Material for this task:
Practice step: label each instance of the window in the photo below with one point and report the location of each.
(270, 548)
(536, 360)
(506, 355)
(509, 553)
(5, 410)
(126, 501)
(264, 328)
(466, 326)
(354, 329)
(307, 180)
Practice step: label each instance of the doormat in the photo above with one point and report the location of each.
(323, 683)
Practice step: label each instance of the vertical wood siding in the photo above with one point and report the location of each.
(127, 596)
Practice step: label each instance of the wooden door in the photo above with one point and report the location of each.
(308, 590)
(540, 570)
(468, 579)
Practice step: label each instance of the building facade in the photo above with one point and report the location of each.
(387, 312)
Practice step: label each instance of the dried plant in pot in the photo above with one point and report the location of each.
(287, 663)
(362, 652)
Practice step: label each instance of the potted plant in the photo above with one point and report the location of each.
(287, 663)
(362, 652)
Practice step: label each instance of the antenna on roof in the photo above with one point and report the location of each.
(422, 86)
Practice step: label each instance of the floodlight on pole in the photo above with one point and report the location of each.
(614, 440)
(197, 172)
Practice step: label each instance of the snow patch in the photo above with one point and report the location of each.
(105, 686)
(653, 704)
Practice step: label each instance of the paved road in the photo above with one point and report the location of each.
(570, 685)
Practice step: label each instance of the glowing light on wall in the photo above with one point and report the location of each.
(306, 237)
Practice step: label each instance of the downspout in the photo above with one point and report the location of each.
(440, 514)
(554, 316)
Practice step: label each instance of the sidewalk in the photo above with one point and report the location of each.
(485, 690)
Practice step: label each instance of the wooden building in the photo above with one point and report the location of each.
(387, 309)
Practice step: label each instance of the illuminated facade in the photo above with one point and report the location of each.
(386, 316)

Stated goal:
Rewrite all the records above with "Practice step" changed to "Exercise" and everything else left the same.

Correct output:
Exercise: label each instance of the window in the photo below with one point and report the location of each.
(270, 548)
(536, 360)
(506, 355)
(509, 553)
(5, 410)
(126, 501)
(264, 328)
(466, 326)
(354, 329)
(307, 180)
Exercise: label each instance of the doormat in the photo above with one point and report the location of each.
(323, 683)
Exercise: label each instance of the vertical wood siding in the photo above with one point and report the location of each.
(127, 596)
Exercise: label each instance of the wooden door in the photo above with one point and report the location of each.
(308, 590)
(540, 570)
(468, 579)
Exercise: label each instance of the building facade in the photo above with one point and report the location of each.
(387, 312)
Exercise: label each instance of the dried plant in pot in the photo above with one point and report the location of each.
(287, 663)
(362, 652)
Exercise: label each instance of the potted plant in the photo above with one point and report the location of each.
(287, 663)
(362, 652)
Exercise: label each instance of the antenna on roof in the photo above with one point and report the location of each.
(422, 86)
Exercise: label each instance of the floodlight on pole in the photo above with one point and report the location of each.
(614, 440)
(197, 172)
Exercise: label each instance of the snow patch in the photo above with one point and report the location of each.
(105, 686)
(653, 704)
Exercise: label each instance of the paved road in the photo above with one point and report the location of each.
(570, 685)
Exercise: label each instance of the glowing light on wall in the photo above with one point and report the location of each.
(306, 237)
Exercise: label each instance of the downspout in the photo above with one point and report the location of each.
(440, 514)
(554, 316)
Exercise: label each instance of the sidewalk in the photo above with one point and report the location of each.
(485, 690)
Exercise: label each instance of the wooden building in the photo above with one point and report the location of each.
(387, 309)
Exercise: label each instance of the illuminated facade in the photo above with one point and report the location of each.
(386, 316)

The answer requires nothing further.